* AIM OF THE TASK
Quote the lines below word for word, leaving out the pictures.

[Point placement records]
———

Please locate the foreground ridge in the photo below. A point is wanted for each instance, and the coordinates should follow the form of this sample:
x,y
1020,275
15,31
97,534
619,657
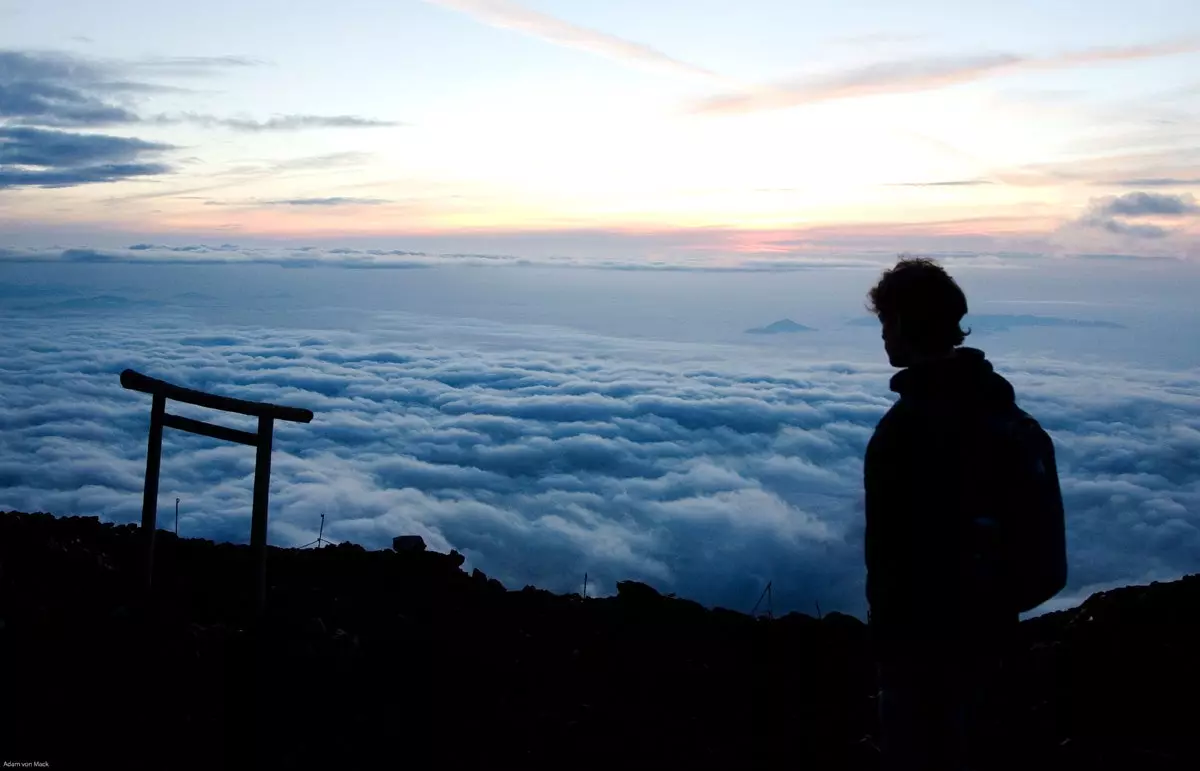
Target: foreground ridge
x,y
385,658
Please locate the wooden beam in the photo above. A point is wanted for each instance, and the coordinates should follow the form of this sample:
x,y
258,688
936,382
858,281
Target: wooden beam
x,y
145,384
208,429
258,517
150,491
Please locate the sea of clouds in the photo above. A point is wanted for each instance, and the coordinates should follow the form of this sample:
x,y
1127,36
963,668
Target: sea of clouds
x,y
553,423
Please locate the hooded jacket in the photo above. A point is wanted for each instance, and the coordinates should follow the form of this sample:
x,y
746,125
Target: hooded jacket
x,y
928,476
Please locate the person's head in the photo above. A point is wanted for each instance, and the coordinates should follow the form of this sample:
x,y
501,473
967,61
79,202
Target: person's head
x,y
919,306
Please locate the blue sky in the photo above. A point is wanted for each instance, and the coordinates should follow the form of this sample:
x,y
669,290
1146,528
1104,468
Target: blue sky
x,y
690,129
549,419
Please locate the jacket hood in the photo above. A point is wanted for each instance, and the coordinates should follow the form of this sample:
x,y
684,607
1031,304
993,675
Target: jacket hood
x,y
964,376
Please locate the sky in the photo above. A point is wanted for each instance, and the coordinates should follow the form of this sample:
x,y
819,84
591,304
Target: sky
x,y
550,420
625,129
515,257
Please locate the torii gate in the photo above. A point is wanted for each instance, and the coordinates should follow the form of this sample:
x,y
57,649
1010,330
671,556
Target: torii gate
x,y
262,441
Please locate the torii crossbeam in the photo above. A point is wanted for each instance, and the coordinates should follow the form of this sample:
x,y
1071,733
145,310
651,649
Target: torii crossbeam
x,y
262,441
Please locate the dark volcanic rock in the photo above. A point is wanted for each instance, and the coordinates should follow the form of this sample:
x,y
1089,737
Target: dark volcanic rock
x,y
381,658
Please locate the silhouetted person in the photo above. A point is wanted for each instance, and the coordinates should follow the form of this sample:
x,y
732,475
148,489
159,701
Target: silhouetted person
x,y
964,527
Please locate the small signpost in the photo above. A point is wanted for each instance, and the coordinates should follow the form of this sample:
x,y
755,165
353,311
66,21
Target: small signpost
x,y
261,440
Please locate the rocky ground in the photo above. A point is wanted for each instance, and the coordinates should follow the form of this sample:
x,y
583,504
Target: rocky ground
x,y
401,659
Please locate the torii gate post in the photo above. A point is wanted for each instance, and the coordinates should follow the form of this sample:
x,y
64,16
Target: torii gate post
x,y
262,441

———

* EXERCISE OUTPUT
Please locate the foreground ridge in the photo below. A point is wanted for each instance, and the coordinates should follow the form of this sample:
x,y
1020,275
15,31
97,534
619,657
Target: foreground ridge
x,y
385,658
Please locate the wooden beam in the photo above. A point is wanted for each instance, and the coordinates should follow the form of this sample:
x,y
258,688
936,382
858,281
Target: wooden beam
x,y
145,384
208,429
258,517
150,491
Please locate the sea of clouds in the photo above. A point is wanted for each instance, and the coordinates should follow the form of this sample:
x,y
1127,36
963,668
Target: sea of clouds
x,y
553,423
Please locate the hooded jacket in the photo above. A point is wanted for each instance, and the coordinates should follow the form of this sample:
x,y
746,125
Target: hooded jacket
x,y
928,476
Please locate the person's head in the photo above. A point is wanted for each instance, and the coordinates should follow the form of this sample:
x,y
501,473
967,61
79,202
Target: person's head
x,y
919,306
Please locate the blue sky in the photo above. A point is wanted for each instance, and the coordinates should follow the form of this sample:
x,y
669,290
1146,528
1104,468
Target: blue sky
x,y
690,129
549,419
Please locate the jacket hood in the photo above. A point is wanted for each instance, and the coordinates should follow the form of this sample:
x,y
684,607
1031,304
993,675
Target: jacket hood
x,y
964,376
Please locate the sky in the photo above. A point is wanted for each instance, and the coordinates should follow the form of this sample:
x,y
819,84
591,304
Target: sky
x,y
550,420
625,129
515,257
Please locate the torii gate in the photo above. A point is wanted for each instance, and the coordinates should follow the form of this sample:
x,y
57,649
1010,330
671,556
Target: torii gate
x,y
262,441
Please locate the torii crossbeam in the photo above. A point is wanted for each instance, and the coordinates should follow the form of this sample:
x,y
1071,733
145,310
651,649
Target: torii crossbeam
x,y
262,441
Please locate the dark volcanic rock in the photo above. A point is wanted for each instance, and the coordinates should follow the form of this sample:
x,y
1089,737
Target: dark volcanic rock
x,y
381,658
Please locate the silhouetted person in the photo above. A point is wanted for each instance, and the coordinates should follow the form of this sample:
x,y
732,475
148,489
159,701
Target: silhouetted person
x,y
964,527
Please locate the small signpost in the photo above. A point is wanted for each instance, and the coordinates should follow the form of this sample:
x,y
755,165
353,311
66,21
Target: small signpost
x,y
261,440
Please locate the rocky ground in the photo above. A point is wanted for each instance, and the coordinates should follow the form of this sample:
x,y
583,504
Target: rocky ground
x,y
401,659
Please locate the torii gate post in the photo above. A point is wanted for each instance, and the coordinates should follow the form of this sample:
x,y
64,16
Target: torii gate post
x,y
262,441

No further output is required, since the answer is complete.